Copy the records below exactly, leaving out any pictures.

| DATA SHOWN |
★ ★ ★ ★ ★
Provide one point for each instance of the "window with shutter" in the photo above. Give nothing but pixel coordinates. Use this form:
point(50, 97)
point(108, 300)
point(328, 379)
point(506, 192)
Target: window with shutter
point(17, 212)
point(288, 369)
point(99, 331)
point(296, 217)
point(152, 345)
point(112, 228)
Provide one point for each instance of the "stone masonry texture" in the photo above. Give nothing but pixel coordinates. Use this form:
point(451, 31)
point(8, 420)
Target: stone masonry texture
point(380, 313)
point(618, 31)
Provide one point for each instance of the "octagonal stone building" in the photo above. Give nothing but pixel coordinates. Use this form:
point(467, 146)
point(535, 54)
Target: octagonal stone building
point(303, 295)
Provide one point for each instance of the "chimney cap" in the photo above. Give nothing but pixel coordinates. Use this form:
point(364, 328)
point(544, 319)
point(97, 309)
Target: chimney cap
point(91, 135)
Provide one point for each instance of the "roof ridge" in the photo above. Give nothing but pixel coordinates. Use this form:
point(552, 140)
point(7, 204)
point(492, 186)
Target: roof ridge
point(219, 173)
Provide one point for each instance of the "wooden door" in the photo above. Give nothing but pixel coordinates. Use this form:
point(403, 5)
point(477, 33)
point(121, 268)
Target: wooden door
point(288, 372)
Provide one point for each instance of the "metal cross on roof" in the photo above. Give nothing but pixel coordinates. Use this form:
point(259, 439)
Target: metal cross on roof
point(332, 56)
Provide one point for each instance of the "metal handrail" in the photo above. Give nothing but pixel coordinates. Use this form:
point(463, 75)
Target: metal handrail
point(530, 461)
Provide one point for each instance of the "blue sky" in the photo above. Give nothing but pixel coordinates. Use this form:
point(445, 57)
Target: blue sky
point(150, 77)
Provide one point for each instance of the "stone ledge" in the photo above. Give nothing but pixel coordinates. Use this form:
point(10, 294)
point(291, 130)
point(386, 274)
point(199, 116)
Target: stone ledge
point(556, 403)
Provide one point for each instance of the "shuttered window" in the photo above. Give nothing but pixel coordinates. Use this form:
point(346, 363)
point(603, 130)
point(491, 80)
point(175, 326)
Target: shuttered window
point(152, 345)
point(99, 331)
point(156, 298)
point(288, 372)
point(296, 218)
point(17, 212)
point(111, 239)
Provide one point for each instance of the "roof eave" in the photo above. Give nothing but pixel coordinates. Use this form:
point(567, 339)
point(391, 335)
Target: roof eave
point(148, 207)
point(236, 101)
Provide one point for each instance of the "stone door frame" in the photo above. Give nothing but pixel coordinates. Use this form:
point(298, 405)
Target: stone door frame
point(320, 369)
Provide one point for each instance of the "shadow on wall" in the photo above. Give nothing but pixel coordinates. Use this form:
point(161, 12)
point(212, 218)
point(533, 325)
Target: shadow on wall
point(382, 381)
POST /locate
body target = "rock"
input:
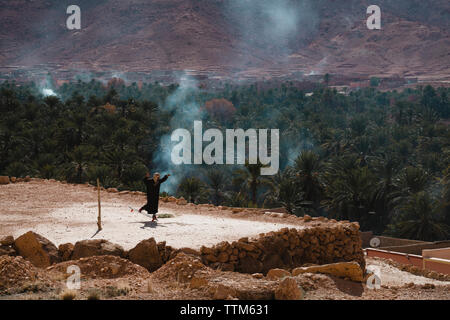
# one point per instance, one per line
(4, 180)
(223, 257)
(97, 247)
(206, 251)
(210, 258)
(189, 251)
(7, 251)
(351, 270)
(223, 292)
(65, 251)
(288, 289)
(246, 246)
(250, 265)
(37, 249)
(7, 241)
(275, 274)
(146, 254)
(172, 199)
(198, 283)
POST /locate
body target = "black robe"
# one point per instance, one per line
(153, 194)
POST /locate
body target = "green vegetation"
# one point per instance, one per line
(380, 158)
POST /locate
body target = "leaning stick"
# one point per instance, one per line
(99, 220)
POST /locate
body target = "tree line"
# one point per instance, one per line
(379, 158)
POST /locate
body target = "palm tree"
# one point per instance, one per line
(350, 194)
(191, 188)
(411, 181)
(216, 181)
(420, 219)
(79, 158)
(251, 180)
(307, 167)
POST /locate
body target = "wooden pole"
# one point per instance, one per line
(99, 220)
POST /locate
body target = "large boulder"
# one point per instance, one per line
(249, 264)
(37, 249)
(288, 289)
(97, 247)
(66, 251)
(351, 270)
(275, 274)
(146, 254)
(4, 180)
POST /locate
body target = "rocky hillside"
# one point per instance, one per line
(228, 36)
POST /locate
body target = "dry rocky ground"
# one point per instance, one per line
(109, 271)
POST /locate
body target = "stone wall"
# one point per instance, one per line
(288, 248)
(417, 248)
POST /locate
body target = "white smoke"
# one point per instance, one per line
(185, 111)
(48, 92)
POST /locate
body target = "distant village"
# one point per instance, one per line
(208, 79)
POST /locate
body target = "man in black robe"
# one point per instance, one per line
(153, 193)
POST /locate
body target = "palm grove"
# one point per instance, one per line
(379, 158)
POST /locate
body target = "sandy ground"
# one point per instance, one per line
(67, 213)
(394, 277)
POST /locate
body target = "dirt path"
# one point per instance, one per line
(67, 213)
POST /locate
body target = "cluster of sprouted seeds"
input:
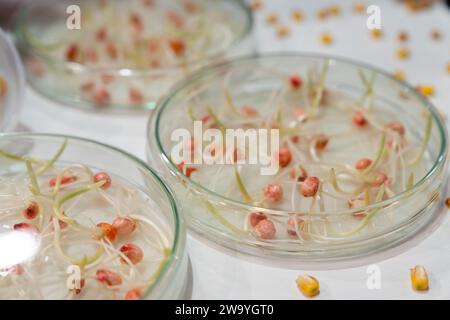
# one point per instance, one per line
(55, 219)
(154, 43)
(337, 153)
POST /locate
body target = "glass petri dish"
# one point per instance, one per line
(319, 207)
(128, 60)
(68, 233)
(11, 83)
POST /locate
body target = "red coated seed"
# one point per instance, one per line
(380, 179)
(310, 186)
(256, 217)
(72, 53)
(108, 231)
(265, 230)
(101, 34)
(136, 23)
(103, 176)
(363, 163)
(396, 127)
(134, 294)
(124, 225)
(26, 227)
(64, 180)
(132, 252)
(82, 283)
(359, 120)
(31, 211)
(321, 142)
(295, 81)
(111, 50)
(298, 173)
(108, 277)
(62, 224)
(284, 157)
(178, 47)
(273, 192)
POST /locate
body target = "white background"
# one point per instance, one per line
(219, 276)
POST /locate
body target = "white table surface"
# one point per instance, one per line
(219, 276)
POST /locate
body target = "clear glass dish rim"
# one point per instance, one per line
(20, 83)
(162, 104)
(18, 26)
(178, 244)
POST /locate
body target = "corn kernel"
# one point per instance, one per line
(359, 8)
(326, 38)
(399, 75)
(334, 10)
(447, 202)
(297, 16)
(403, 53)
(283, 31)
(308, 285)
(272, 18)
(402, 36)
(426, 90)
(419, 278)
(376, 33)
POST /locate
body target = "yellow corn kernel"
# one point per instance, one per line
(297, 16)
(283, 31)
(326, 38)
(426, 90)
(376, 33)
(447, 202)
(402, 53)
(3, 87)
(334, 10)
(359, 8)
(272, 18)
(419, 278)
(399, 75)
(308, 285)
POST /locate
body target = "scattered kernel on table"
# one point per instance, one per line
(399, 75)
(419, 278)
(403, 53)
(256, 4)
(402, 36)
(272, 18)
(436, 34)
(426, 90)
(334, 10)
(326, 38)
(283, 31)
(297, 15)
(308, 285)
(359, 8)
(447, 202)
(376, 33)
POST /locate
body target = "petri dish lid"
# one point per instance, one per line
(12, 83)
★ ★ ★ ★ ★
| ANSWER TO THE EXERCISE |
Provide one point for each instance of the "window with shutter" in the photo above. Give nothing but pixel coordinates. Use this form:
point(50, 97)
point(108, 300)
point(328, 379)
point(506, 192)
Target: window with shutter
point(17, 212)
point(288, 369)
point(99, 331)
point(296, 217)
point(152, 345)
point(112, 228)
Provide one point for each instance of the "stone masonry texture" in the photo above. Give nothing but pixel coordinates. Use this form:
point(451, 31)
point(8, 420)
Target: stone masonry texture
point(380, 313)
point(618, 31)
Provide one point for each instance of the "octagonal stone building" in the photo above. Give nothing but pixel coordinates. Use this form:
point(467, 146)
point(535, 54)
Target: octagonal stone building
point(303, 295)
Provide one point for each instance of the "chimney cap" in the photo above. Give nothing but pixel coordinates. Use this form:
point(364, 328)
point(544, 319)
point(97, 309)
Target: chimney cap
point(91, 135)
Provide one point for each instance of the "roof ridge" in the photo above. Give nothing but pixel coordinates. Use this form:
point(552, 140)
point(7, 204)
point(492, 186)
Target: roof ridge
point(219, 173)
Provide one point for each instance of the "wooden door" in the photo above. Give nothing but pixel coordinates. Use this form:
point(403, 5)
point(477, 33)
point(121, 268)
Target: wooden door
point(288, 372)
Provide one point for each instance of the "metal cross on roof" in the photo above. Give nothing but pixel coordinates. Use this form:
point(259, 439)
Target: metal cross on roof
point(332, 56)
Provide one point for each instance of the "metal handrail" in the photo above. Give nothing but pixel coordinates. Use this form:
point(463, 75)
Target: metal handrail
point(530, 461)
Provide one point for each instance of the "blue sky" in the photo above. Give nothing but pixel coordinates. Use this form:
point(445, 57)
Target: blue sky
point(150, 77)
Provide one point for each instance of the "stone ledge" in the photo above. Give nothing but pixel coordinates. Use this form:
point(10, 294)
point(291, 130)
point(386, 274)
point(199, 116)
Target: stone ledge
point(556, 403)
Provide one point for each instance of the "shuttered window" in the photo above. Give nothing but pixel coordinates. Use this form:
point(346, 363)
point(603, 130)
point(491, 80)
point(175, 326)
Target: shuttered window
point(152, 345)
point(99, 331)
point(156, 298)
point(288, 372)
point(296, 218)
point(17, 212)
point(111, 239)
Provide one point for each instance of the "roof eave" in the photo above. Give nothing but pixel coordinates. Use this form:
point(567, 339)
point(391, 335)
Target: roof eave
point(148, 207)
point(236, 101)
Provide one point for each instance of the "stone door frame" in the photo above. Give nothing but pixel coordinates. Use this form:
point(298, 405)
Target: stone door frame
point(320, 369)
Provide one point for each instance of the "shadow on wall" in the photo above. Give nothing but pixel coordinates. Use this form:
point(161, 12)
point(212, 218)
point(533, 325)
Target: shadow on wall
point(382, 381)
POST /locate
body target = "rock"
input:
# one point per instance, one per line
(4, 180)
(223, 257)
(97, 247)
(206, 251)
(210, 258)
(189, 251)
(7, 251)
(351, 270)
(223, 292)
(65, 251)
(288, 289)
(246, 246)
(250, 265)
(37, 249)
(7, 241)
(275, 274)
(146, 254)
(172, 199)
(198, 283)
POST /locate
body target = "black robe"
# one point per instance, one per line
(153, 194)
POST /locate
body target = "green vegetation"
# one point per instance, one per line
(380, 158)
POST /locate
body target = "leaning stick"
# one point per instance, one per line
(99, 220)
POST /locate
body target = "tree line"
# one point per instance, one per line
(379, 158)
POST /locate
body target = "palm tree"
# one point per instance, one per line
(350, 194)
(191, 188)
(411, 181)
(216, 181)
(420, 219)
(79, 158)
(251, 180)
(307, 167)
POST /locate
body target = "wooden pole"
# one point per instance, one per line
(99, 220)
POST /locate
body target = "large boulder"
# one point per instance, one per line
(249, 264)
(37, 249)
(288, 289)
(97, 247)
(66, 251)
(351, 270)
(275, 274)
(146, 254)
(4, 180)
POST /locate
body target = "rocky hillside"
# one point per instance, one per line
(228, 36)
POST /locate
body target = "dry rocky ground"
# one point per instance, one per line
(109, 271)
POST /locate
body target = "stone wall"
# one point per instance, one per line
(288, 248)
(417, 248)
POST /locate
body target = "white smoke"
# one point per instance, one per line
(185, 111)
(48, 92)
POST /locate
body target = "distant village"
# one point per instance, one per line
(208, 79)
POST /locate
body target = "man in black robe"
# one point per instance, one per line
(153, 193)
POST /locate
body target = "palm grove"
# one point per instance, one per line
(379, 158)
POST /locate
body target = "sandy ground"
# one point per instance, one per line
(67, 213)
(394, 277)
POST /locate
body target = "dirt path"
# one point per instance, one per line
(67, 213)
POST /locate
body target = "cluster of sprouted seeds"
input:
# one point per instance, one per line
(55, 219)
(154, 43)
(337, 153)
POST /locate
body target = "glass petri dish"
# one point per instance, one per line
(319, 207)
(128, 60)
(68, 233)
(11, 83)
POST /locate
body target = "red coated seed"
# one point per instance, one per line
(380, 179)
(310, 186)
(256, 217)
(72, 53)
(108, 231)
(265, 230)
(101, 34)
(136, 23)
(103, 176)
(363, 163)
(396, 127)
(134, 294)
(124, 225)
(26, 227)
(64, 180)
(132, 252)
(82, 283)
(359, 120)
(31, 211)
(321, 142)
(295, 81)
(111, 50)
(298, 173)
(108, 277)
(62, 224)
(284, 157)
(178, 47)
(273, 192)
POST /locate
body target = "white background"
# one point per instance, one per line
(219, 276)
POST /locate
body target = "white table surface"
# one point per instance, one per line
(219, 276)
POST /locate
body target = "clear glass dish rim"
# one point per instance, one per line
(20, 83)
(162, 104)
(18, 26)
(178, 244)
POST /locate
body target = "corn kernel"
# one point per instance, one per line
(359, 8)
(326, 38)
(399, 75)
(334, 10)
(447, 202)
(297, 16)
(403, 53)
(283, 31)
(308, 285)
(272, 18)
(402, 36)
(426, 90)
(419, 278)
(376, 33)
POST /locate
body target = "yellow corn kernel"
# one point per instance, one per line
(297, 16)
(283, 31)
(326, 38)
(426, 90)
(376, 33)
(447, 202)
(402, 53)
(3, 87)
(334, 10)
(359, 8)
(272, 18)
(419, 278)
(399, 75)
(308, 285)
POST /locate
body target = "scattered kernel on table"
# one point per instance, one per line
(399, 75)
(419, 278)
(403, 53)
(256, 4)
(402, 36)
(272, 18)
(436, 34)
(426, 90)
(334, 10)
(326, 38)
(283, 31)
(297, 15)
(308, 285)
(359, 8)
(447, 202)
(376, 33)
POST /locate
body target = "petri dish lid"
# one point per instance, one per line
(12, 83)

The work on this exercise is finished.